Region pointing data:
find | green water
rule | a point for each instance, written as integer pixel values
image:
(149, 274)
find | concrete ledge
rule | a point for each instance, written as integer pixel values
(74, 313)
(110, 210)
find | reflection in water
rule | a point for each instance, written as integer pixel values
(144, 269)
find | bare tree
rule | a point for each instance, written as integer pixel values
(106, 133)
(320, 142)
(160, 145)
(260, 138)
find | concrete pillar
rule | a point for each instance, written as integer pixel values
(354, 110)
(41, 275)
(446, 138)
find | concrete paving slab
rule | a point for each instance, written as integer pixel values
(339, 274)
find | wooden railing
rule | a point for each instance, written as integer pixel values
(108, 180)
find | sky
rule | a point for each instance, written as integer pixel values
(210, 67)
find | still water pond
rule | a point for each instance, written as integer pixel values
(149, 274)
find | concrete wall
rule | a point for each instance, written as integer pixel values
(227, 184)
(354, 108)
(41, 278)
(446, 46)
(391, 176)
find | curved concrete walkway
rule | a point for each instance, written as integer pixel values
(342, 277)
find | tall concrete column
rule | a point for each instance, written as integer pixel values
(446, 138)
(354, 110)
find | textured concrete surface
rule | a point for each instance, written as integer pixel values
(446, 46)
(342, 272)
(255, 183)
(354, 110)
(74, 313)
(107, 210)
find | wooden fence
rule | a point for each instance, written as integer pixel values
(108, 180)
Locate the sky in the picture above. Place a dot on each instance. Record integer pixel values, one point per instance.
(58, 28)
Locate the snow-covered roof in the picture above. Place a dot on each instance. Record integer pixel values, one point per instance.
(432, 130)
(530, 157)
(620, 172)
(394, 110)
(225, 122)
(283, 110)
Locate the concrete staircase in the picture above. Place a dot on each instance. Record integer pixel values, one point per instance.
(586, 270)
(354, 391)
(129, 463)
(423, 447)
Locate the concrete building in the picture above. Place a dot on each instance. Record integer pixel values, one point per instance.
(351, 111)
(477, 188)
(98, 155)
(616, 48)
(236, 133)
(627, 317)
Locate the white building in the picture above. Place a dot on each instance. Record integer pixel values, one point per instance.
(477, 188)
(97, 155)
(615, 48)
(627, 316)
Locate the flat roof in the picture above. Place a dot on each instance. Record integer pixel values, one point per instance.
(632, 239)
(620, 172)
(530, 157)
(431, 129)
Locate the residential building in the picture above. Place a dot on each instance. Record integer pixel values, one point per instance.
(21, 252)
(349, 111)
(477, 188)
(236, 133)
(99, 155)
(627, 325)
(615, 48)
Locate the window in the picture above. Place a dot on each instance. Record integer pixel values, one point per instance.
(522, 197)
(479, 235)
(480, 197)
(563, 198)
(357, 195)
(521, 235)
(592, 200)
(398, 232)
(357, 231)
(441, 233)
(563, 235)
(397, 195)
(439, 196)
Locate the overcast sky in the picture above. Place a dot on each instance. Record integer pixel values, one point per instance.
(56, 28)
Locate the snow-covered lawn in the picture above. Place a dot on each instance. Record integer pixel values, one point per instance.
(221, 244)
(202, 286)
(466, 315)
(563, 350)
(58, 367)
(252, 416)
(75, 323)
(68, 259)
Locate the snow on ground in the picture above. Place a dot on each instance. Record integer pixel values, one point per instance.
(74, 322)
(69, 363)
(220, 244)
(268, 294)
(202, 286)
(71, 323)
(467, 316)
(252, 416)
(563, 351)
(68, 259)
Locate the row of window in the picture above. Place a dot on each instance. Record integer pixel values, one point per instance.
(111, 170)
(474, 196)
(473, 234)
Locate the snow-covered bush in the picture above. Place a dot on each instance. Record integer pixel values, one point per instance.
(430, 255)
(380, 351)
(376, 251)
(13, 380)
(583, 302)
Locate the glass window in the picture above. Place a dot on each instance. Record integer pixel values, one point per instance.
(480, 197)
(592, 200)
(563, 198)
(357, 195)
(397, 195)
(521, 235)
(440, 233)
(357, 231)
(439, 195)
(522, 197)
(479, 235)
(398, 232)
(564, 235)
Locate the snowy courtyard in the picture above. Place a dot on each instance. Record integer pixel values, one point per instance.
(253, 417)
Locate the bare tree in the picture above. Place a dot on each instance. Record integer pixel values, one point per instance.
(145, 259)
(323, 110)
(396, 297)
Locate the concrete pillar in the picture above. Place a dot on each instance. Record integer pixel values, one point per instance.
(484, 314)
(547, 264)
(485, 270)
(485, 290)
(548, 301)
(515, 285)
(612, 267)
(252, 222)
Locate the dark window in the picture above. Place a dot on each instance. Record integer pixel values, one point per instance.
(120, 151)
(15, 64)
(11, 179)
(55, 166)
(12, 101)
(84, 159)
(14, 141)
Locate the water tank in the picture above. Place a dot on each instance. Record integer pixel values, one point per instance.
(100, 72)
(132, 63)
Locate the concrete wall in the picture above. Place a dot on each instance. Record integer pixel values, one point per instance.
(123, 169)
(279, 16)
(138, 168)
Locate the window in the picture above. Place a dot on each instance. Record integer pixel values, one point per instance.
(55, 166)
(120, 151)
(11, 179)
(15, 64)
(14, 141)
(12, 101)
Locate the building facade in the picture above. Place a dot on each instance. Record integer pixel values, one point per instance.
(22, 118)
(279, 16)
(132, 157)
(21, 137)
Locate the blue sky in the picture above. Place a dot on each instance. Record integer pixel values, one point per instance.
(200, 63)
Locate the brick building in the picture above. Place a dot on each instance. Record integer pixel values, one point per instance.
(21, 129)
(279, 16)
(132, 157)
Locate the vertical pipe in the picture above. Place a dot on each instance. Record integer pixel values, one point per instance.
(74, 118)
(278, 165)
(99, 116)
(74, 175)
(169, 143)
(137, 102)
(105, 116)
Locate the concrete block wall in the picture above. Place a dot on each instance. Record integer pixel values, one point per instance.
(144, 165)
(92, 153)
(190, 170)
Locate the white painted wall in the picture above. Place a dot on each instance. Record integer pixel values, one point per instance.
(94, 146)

- Requirement
In restating the data, begin at its first line, reproduce each line word for word, and conclude with the line that contains "find | bare tree".

- Response below
find | green water
rule | a point for each instance, written as integer pixel values
image:
(149, 274)
find | concrete ledge
rule | a point for each instance, written as integer pixel values
(74, 313)
(110, 210)
find | reflection in water
rule | a point for each instance, written as integer pixel values
(144, 269)
find | bare tree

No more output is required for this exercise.